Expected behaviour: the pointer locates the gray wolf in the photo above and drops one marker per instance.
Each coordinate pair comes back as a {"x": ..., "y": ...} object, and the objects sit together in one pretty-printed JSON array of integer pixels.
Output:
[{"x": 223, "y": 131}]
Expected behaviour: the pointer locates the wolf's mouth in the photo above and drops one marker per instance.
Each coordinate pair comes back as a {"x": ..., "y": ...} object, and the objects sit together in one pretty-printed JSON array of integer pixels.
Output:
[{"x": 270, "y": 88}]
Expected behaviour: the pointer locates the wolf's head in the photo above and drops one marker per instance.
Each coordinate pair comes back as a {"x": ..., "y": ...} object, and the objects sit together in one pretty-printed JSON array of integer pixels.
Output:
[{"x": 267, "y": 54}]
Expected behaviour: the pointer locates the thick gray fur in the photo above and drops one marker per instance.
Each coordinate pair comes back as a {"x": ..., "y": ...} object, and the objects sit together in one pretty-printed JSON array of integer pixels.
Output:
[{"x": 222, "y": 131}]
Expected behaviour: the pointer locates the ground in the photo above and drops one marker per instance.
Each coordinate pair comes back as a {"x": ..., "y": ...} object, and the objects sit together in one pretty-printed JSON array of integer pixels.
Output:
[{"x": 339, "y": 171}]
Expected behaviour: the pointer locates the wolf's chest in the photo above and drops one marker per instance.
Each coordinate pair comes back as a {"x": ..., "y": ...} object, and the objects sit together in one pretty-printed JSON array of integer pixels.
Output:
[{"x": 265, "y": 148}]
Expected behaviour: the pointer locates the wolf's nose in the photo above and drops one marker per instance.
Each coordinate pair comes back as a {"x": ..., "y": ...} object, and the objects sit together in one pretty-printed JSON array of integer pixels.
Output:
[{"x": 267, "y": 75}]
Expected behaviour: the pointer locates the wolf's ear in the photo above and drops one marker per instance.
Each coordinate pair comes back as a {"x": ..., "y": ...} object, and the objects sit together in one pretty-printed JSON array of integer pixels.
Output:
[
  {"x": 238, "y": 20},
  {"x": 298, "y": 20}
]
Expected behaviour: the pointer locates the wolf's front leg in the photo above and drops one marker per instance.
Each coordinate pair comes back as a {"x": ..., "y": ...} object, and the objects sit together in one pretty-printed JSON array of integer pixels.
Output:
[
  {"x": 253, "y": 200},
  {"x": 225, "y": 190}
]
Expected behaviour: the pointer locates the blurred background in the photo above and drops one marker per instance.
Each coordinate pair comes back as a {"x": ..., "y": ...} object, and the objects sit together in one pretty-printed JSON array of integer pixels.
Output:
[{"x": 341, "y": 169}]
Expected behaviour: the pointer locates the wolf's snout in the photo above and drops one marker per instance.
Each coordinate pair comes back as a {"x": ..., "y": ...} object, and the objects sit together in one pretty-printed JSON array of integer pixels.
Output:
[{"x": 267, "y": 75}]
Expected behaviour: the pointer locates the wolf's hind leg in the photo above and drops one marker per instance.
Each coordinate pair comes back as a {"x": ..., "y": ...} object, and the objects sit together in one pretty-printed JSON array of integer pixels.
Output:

• • • •

Instruction: Update the rows above so that every "marker" reads "pin", with everything else left unchanged.

Complete response:
Expected behaviour: the pointer locates the gray wolf in the photo above and drops one pin per instance.
Each coordinate pair comes back as a {"x": ..., "y": ...} object, and the objects sit together in one pretty-printed JSON array of integer pixels.
Output:
[{"x": 223, "y": 131}]
Expected behaviour: the pointer locates the wolf's mouth in the photo above and drops one pin per instance.
Each coordinate pair comes back as a {"x": ..., "y": ...} object, and the objects sit together in one pretty-printed JSON array of integer pixels.
Output:
[{"x": 270, "y": 88}]
Expected behaviour: the pointer locates the wolf's head in the photo above and drops one pin per instance.
Each coordinate pair comes back as a {"x": ..., "y": ...} object, and the objects sit together in one pretty-printed JSON array of integer pixels.
Output:
[{"x": 267, "y": 54}]
Expected behaviour: the pointer locates the thick gray fur in the photo above and drops one pin per instance.
Each coordinate pair comes back as a {"x": ..., "y": ...} object, and the objects sit together in one pretty-printed JSON array of integer pixels.
Output:
[{"x": 222, "y": 131}]
Expected behaviour: the pointer locates the ground in the photo above and drops one pin per instance.
Each coordinate pair comes back as a {"x": ..., "y": ...} object, and the objects sit together in one pretty-printed JSON array of integer pixels.
Output:
[{"x": 339, "y": 171}]
Expected behaviour: the pointer locates the wolf's chest in the photo above and drops one pin per instance.
Each coordinate pair comes back as a {"x": ..., "y": ...} object, and the objects sit together in one pretty-printed JSON array of integer pixels.
Output:
[{"x": 265, "y": 148}]
Expected behaviour: the pointer locates the wolf's nose in the photo above and drops one pin per instance.
Each coordinate pair comes back as a {"x": ..., "y": ...} object, and the objects sit together in one pretty-printed JSON array of integer pixels.
Output:
[{"x": 267, "y": 75}]
Expected behaviour: the pointer locates the wolf's ear in the photo above and drops one pin per instance.
Each coordinate pair comes back as a {"x": ..., "y": ...} object, and the objects sit together in one pretty-printed JSON array of integer pixels.
Output:
[
  {"x": 238, "y": 20},
  {"x": 298, "y": 20}
]
Expected behaviour: the pointer locates the wolf's front leg in the photo above and drops one pin per instance.
Each coordinate pair comes back as a {"x": ..., "y": ...} object, and the objects sit together in one pretty-printed JSON array of integer pixels.
Output:
[
  {"x": 253, "y": 200},
  {"x": 225, "y": 190}
]
Expected behaviour: the pointer locates the blurred background in the photo above and drops one pin per instance.
Each coordinate pair comes back as a {"x": ..., "y": ...} object, and the objects sit together in one pretty-printed JSON array of integer pixels.
Output:
[{"x": 341, "y": 169}]
Expected behaviour: the pointer locates the wolf's snout in the photo above and drops one pin per instance.
Each coordinate pair comes back as a {"x": ..., "y": ...} object, and the objects sit together in one pretty-printed JSON array of integer pixels.
Output:
[{"x": 267, "y": 75}]
Expected behaviour: the pointer locates the wolf's hind leg in the photo above and drops one pin per instance.
Each coordinate pair comes back as a {"x": ..., "y": ...} object, and the objects sit together in one pretty-printed JSON array of integer pixels.
Output:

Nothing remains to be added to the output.